Voordat we in de werking van het kompas duiken, is het goed om de basics op een rijtje te zetten. Er zijn veel verschillende kompassen, maar ze hebben één overeenkomst: het naaldje dat altijd vastberaden naar het noorden wijst (om precies te zijn het magnetische noorden, maar daar komen we zo op terug). Samen met een paar andere vaste onderdelen is dit vaste prik. We lichten ze hieronder voor je uit:
- Basisplaat: om te beginnen met de basisplaat. Bij een plaatkompas toeft het kompas op een transparante plaat. Megahandig, want zo kun je het op de kaart leggen en je richting bepalen.
- Richtingspijl: de pijl op de basisplaat. De graadmeter voor welke richting je uit gaat.
- Kompasdoos: de ronde cirkel waar de kompasnaald in huist. Binnen de kompasdoos staan ook noordlijnen. Deze kun je op het raster van de kaart leggen om je richting te bepalen.

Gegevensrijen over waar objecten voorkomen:
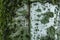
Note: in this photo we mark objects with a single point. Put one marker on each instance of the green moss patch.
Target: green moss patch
(47, 15)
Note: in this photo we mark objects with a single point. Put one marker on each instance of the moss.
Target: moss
(51, 32)
(45, 20)
(47, 15)
(38, 15)
(38, 10)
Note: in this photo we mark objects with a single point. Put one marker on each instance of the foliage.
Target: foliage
(47, 15)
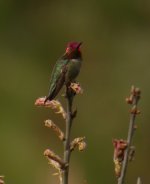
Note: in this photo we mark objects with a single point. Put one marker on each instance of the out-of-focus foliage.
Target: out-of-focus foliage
(116, 51)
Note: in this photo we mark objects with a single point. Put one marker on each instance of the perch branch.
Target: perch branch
(133, 99)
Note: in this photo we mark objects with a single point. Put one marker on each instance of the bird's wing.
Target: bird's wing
(57, 78)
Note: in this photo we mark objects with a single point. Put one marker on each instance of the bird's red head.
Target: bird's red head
(72, 46)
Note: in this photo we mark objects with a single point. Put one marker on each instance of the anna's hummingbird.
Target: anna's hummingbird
(65, 70)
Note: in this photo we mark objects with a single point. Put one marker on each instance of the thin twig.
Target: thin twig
(139, 180)
(67, 151)
(135, 95)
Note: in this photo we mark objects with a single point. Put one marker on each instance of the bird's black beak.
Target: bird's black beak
(78, 46)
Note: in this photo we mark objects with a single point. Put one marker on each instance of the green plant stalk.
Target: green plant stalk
(67, 151)
(121, 179)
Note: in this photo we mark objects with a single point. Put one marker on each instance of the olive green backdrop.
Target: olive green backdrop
(116, 51)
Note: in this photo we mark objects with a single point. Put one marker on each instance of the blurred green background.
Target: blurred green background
(116, 51)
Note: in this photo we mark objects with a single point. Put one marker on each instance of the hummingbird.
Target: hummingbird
(66, 69)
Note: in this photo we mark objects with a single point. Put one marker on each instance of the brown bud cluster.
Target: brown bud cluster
(54, 159)
(119, 150)
(53, 104)
(78, 142)
(134, 94)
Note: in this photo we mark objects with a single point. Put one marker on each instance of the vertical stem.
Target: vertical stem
(121, 179)
(67, 138)
(139, 181)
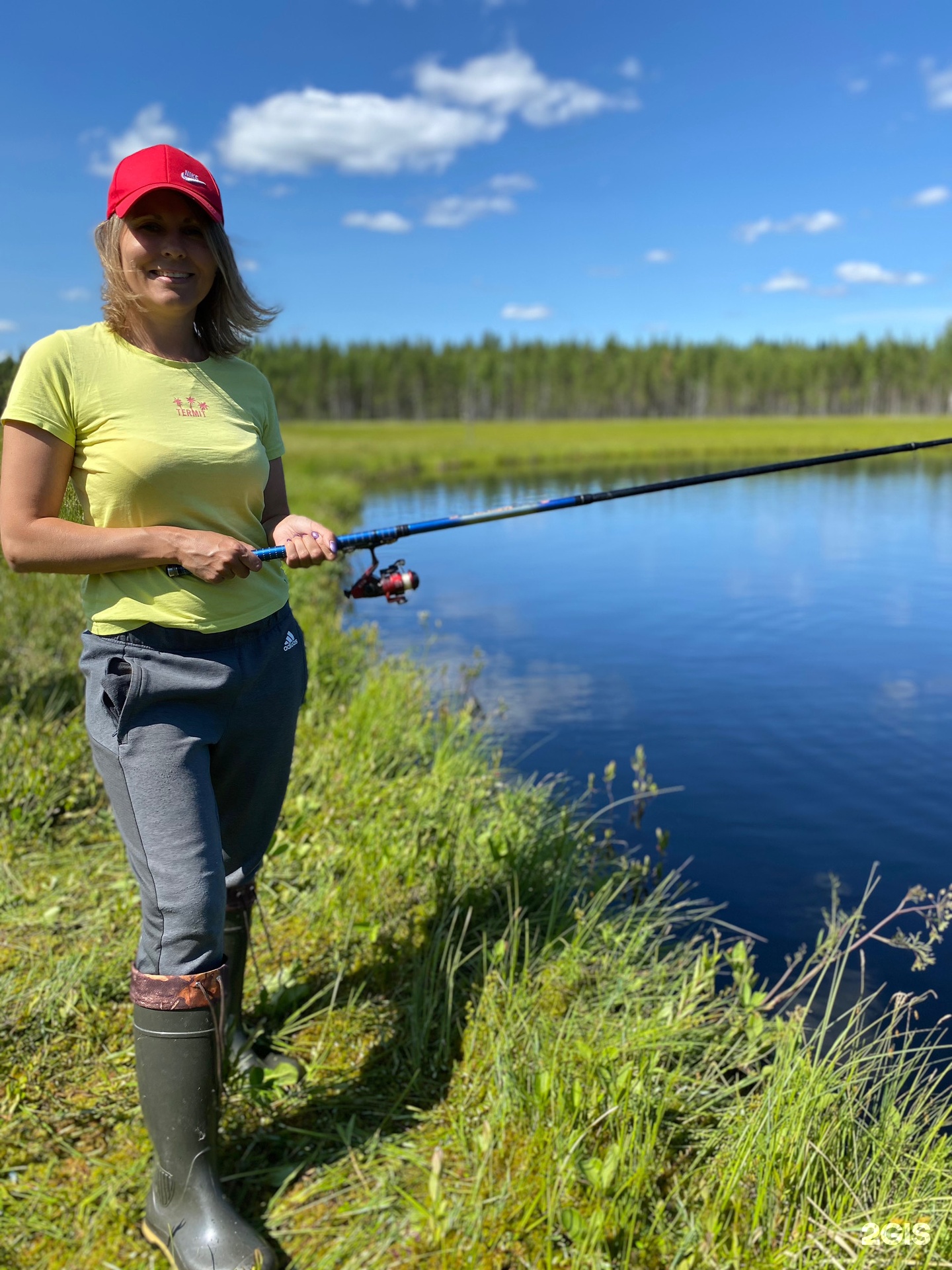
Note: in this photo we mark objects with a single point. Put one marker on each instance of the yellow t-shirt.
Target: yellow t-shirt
(159, 443)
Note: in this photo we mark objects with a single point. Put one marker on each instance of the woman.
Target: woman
(193, 685)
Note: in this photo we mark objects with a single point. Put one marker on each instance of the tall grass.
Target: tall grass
(522, 1047)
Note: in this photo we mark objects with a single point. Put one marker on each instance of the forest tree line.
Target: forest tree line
(571, 380)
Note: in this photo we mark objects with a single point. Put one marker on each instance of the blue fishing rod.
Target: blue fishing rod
(397, 579)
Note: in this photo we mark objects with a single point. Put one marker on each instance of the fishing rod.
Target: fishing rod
(394, 581)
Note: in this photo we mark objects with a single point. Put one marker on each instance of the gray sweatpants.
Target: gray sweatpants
(193, 737)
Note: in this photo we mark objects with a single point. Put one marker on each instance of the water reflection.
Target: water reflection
(782, 647)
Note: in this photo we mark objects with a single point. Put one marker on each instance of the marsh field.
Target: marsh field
(528, 1042)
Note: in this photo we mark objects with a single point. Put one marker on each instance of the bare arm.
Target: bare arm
(306, 542)
(36, 468)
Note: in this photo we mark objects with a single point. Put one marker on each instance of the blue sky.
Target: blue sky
(536, 168)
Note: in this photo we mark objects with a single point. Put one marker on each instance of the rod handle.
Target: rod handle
(177, 571)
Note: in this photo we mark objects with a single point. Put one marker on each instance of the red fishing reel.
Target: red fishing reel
(393, 582)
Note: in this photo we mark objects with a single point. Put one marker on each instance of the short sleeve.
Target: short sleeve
(42, 393)
(270, 435)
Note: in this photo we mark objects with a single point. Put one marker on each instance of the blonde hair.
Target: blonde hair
(227, 319)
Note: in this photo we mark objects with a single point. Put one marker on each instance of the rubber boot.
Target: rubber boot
(238, 929)
(187, 1214)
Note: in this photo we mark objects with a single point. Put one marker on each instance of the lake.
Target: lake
(781, 646)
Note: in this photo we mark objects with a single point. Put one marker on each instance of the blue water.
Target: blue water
(782, 647)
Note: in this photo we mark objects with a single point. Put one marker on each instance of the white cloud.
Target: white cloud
(371, 134)
(509, 83)
(938, 84)
(149, 128)
(512, 183)
(786, 281)
(811, 222)
(357, 132)
(526, 313)
(861, 272)
(931, 197)
(379, 222)
(456, 211)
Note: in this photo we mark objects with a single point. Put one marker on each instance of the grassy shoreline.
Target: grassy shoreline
(522, 1048)
(380, 452)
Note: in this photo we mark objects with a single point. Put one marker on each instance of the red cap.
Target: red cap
(163, 168)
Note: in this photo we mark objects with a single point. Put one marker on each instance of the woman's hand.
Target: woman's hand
(215, 556)
(306, 542)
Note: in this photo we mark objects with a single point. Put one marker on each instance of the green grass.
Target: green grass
(522, 1050)
(379, 452)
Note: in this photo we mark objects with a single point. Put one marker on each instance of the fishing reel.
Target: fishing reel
(393, 582)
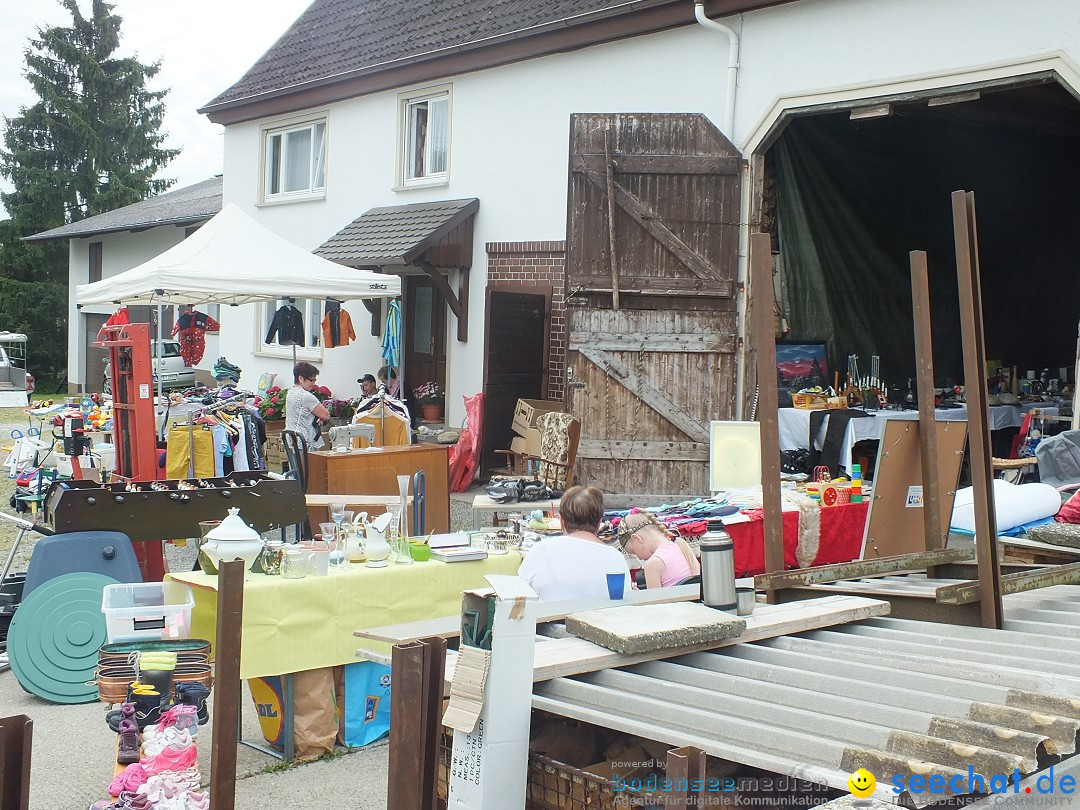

#### [SCHRIFTELIJKE OPDRACHT 1]
Beantwoord over de tekst over het kompas de volgende vragen:
(a) Naar welk noorden wijst de kompasnaald om precies te zijn?
(b) Waarom is de transparante plaat van een plaatkompas handig?
(c) Waarop kun je de noordlijnen in de kompasdoos leggen?
#### [SCHRIFTELIJKE OPDRACHT 2]
Schrijf de tekst over het kompas verder na de laatste zin.

#### [UITWERKING OEFENING 1]
(a) Naar het magnetische noorden.
(b) Je kunt het kompas op de kaart leggen en zo je richting bepalen.
(c) Op het raster van de kaart.

#### [UITWERKING OEFENING 2]
- Kompasroos: ook wel gradenboog genoemd. De kompasroos is de draaibare ring rondom het kompas. Hierop staan alle 360 graden. Handig om te weten: noord is 0° of 360°, oost is 90°, zuid is 180° en west is 270°.
- Kompasnaald: de pijl waar alles - dankzij de gradenboog - om draait. Deze bestaat uit twee kleuren. De rode kant wijst steevast naar het noorden.
- Noordpijl: de rode pijl binnen de kompasdoos. Hierin ligt - als je gaat lopen - de rode kant van je kompasnaald in.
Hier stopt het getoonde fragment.